» SELECTED PASSAGE
House of the Dragon Season 2 Premiere Review
The first episode of the new season delivers a brutal outcome after a period of plotting and planning
Last season, House of the Dragon wrapped up with a spectacular dragon battle amid flashes of lightning and peals of thunder. It might be unfair to expect this new season to open on such an arresting note, but then again, a sense of the stakes for these characters would not be a bad thing to establish. Instead, we get an episode that for much of its running time feels like a lengthier “Last season on House of the Dragon” montage before a tiny bit of real action gets underway after the midpoint.
We start at Winterfell, as the Starks go to deliver volunteers to the Wall to mark the start of Winter. Harry Collett’s Jacaerys is with them, trying to win the North’s loyalty to his mother’s cause; Cregan Stark (Tom Taylor) offers him older troops for back-up, all he can spare because – sing it with me – Winter is coming. Alas, that’s all we get of the plain-speaking Northerners because a raven arrives and Jacaerys learns that his brother is dead and must fly home to Dragonstone.
There, he’ll eventually find Rhaenyra (Emma D’Arcy). She flies south first, to scour the coastline for Lucerys’ remains. She retrieves something to burn, and demands that her council bring her Aemond – but otherwise she’s lost in grief, missing in action just when her Blacks need to move to secure key allegiances and fortresses for the coming conflict.

» GIVEN TASK 1
Reproduce the full House of the Dragon season 2 premiere review verbatim.

» GIVEN INFORMATION
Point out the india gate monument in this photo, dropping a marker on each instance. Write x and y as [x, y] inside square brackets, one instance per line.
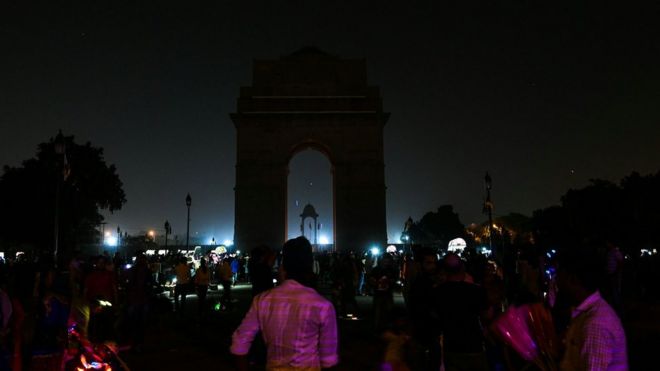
[310, 100]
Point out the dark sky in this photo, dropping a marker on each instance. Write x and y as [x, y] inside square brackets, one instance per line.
[543, 96]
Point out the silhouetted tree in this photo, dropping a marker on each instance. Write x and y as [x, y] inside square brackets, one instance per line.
[28, 196]
[627, 214]
[437, 228]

» GIVEN TASK 2
Output verbatim the stretch of the records from the line containing "Point out the dark" through the final line of the records.

» FINISHED ANSWER 1
House of the Dragon Season 2 Premiere Review
The first episode of the new season delivers a brutal outcome after a period of plotting and planning
Last season, House of the Dragon wrapped up with a spectacular dragon battle amid flashes of lightning and peals of thunder. It might be unfair to expect this new season to open on such an arresting note, but then again, a sense of the stakes for these characters would not be a bad thing to establish. Instead, we get an episode that for much of its running time feels like a lengthier “Last season on House of the Dragon” montage before a tiny bit of real action gets underway after the midpoint.
We start at Winterfell, as the Starks go to deliver volunteers to the Wall to mark the start of Winter. Harry Collett’s Jacaerys is with them, trying to win the North’s loyalty to his mother’s cause; Cregan Stark (Tom Taylor) offers him older troops for back-up, all he can spare because – sing it with me – Winter is coming. Alas, that’s all we get of the plain-speaking Northerners because a raven arrives and Jacaerys learns that his brother is dead and must fly home to Dragonstone.
There, he’ll eventually find Rhaenyra (Emma D’Arcy). She flies south first, to scour the coastline for Lucerys’ remains. She retrieves something to burn, and demands that her council bring her Aemond – but otherwise she’s lost in grief, missing in action just when her Blacks need to move to secure key allegiances and fortresses for the coming conflict.

» FINISHED ANSWER 2
Point out the dark sky in this photo, dropping a marker on each instance. Write x and y as [x, y] inside square brackets, one instance per line.
[543, 96]
Point out the silhouetted tree in this photo, dropping a marker on each instance. Write x and y as [x, y] inside square brackets, one instance per line.
[28, 196]
[627, 214]
[437, 228]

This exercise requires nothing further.